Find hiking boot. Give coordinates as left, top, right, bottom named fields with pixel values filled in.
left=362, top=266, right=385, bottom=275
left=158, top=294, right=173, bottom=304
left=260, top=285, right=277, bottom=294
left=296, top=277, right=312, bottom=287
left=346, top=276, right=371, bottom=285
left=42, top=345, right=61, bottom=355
....
### Objective
Rewrite every line of the entries above, requests included, and add 110 to each pixel coordinate in the answers.

### Exercise answer
Find hiking boot. Give coordinates as left, top, right, bottom named fields with pixel values filled in.
left=472, top=376, right=495, bottom=385
left=268, top=404, right=283, bottom=414
left=370, top=395, right=387, bottom=404
left=406, top=387, right=422, bottom=397
left=456, top=386, right=481, bottom=395
left=152, top=455, right=171, bottom=465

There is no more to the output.